**Task brief:** Format every line of the records below as a JSON list of strings, with one string per line and any blank lines omitted.

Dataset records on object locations
┏━━
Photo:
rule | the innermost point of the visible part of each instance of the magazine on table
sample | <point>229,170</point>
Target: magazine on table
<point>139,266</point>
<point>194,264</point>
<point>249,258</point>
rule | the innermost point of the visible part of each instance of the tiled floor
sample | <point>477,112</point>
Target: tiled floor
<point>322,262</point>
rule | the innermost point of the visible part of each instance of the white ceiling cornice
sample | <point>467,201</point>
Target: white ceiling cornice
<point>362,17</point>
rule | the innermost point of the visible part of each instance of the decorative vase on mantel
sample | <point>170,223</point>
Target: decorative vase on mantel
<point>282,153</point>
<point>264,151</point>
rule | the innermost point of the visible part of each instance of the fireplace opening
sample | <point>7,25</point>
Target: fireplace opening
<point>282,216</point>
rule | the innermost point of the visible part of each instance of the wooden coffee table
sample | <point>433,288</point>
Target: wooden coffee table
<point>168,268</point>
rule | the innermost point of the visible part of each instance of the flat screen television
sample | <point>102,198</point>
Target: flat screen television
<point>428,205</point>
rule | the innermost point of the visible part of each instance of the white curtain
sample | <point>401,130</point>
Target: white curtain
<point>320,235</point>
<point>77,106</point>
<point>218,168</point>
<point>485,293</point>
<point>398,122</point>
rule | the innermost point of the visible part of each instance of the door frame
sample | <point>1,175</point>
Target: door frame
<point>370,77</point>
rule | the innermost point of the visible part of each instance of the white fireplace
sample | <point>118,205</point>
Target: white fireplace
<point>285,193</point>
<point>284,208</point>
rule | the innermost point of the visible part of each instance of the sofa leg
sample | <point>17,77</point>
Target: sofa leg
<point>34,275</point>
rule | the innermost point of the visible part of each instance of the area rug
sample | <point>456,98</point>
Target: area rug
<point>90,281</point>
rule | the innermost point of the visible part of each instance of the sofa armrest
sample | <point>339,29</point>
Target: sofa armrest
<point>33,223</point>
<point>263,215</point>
┗━━
**Result for this task:**
[
  "Photo:",
  "rule | the innermost point of the visible part of each instance of the magazine on table",
  "sample | <point>229,170</point>",
  "Target: magazine on table",
  "<point>139,266</point>",
  "<point>194,264</point>",
  "<point>249,258</point>",
  "rule | the innermost point of the visible part of each instance of the tiled floor",
  "sample | <point>477,112</point>",
  "Target: tiled floor",
  "<point>322,262</point>",
  "rule | the innermost point of the visible part of each instance of the white ceiling cornice",
  "sample | <point>467,201</point>",
  "Target: white ceiling cornice",
  "<point>362,17</point>",
  "rule | the innermost point of the visible part of each instance of the decorative vase on mantel",
  "sample | <point>170,223</point>",
  "Target: decorative vase on mantel",
  "<point>282,153</point>",
  "<point>264,151</point>",
  "rule | the innermost point of the visible part of each instance of the fireplace opening",
  "sample | <point>7,25</point>",
  "Target: fireplace opening",
  "<point>282,216</point>",
  "rule | the innermost point of the visible part of each instance of the wooden coffee table",
  "sample | <point>433,288</point>",
  "Target: wooden coffee table",
  "<point>168,268</point>",
  "rule | the innermost point of the visible part of each instance of the flat screen television",
  "sample | <point>102,198</point>",
  "Target: flat screen television",
  "<point>428,205</point>",
  "rule | the innermost point of the visible part of each instance of the white curtain",
  "sample | <point>401,130</point>",
  "Target: white curtain",
  "<point>320,235</point>",
  "<point>77,106</point>",
  "<point>218,168</point>",
  "<point>485,293</point>",
  "<point>398,122</point>",
  "rule | the innermost point of the visible part of each instance of the door frame",
  "sample | <point>1,175</point>",
  "Target: door frame",
  "<point>370,77</point>",
  "rule | the innermost point of the visible part of each instance of the white fireplace",
  "sample | <point>118,205</point>",
  "Target: white fireplace",
  "<point>285,193</point>",
  "<point>284,208</point>",
  "rule | the innermost point of the visible part of each instance of the sofa leg",
  "sample | <point>17,77</point>",
  "Target: sofa leg",
  "<point>34,275</point>",
  "rule | the innermost point of the visible part of each instance of the area rug",
  "sample | <point>456,98</point>",
  "Target: area rug",
  "<point>90,281</point>",
  "rule | the innermost point of the visible part of each instance of the sofa armrest",
  "sample | <point>339,29</point>",
  "Target: sofa armrest",
  "<point>33,223</point>",
  "<point>263,215</point>"
]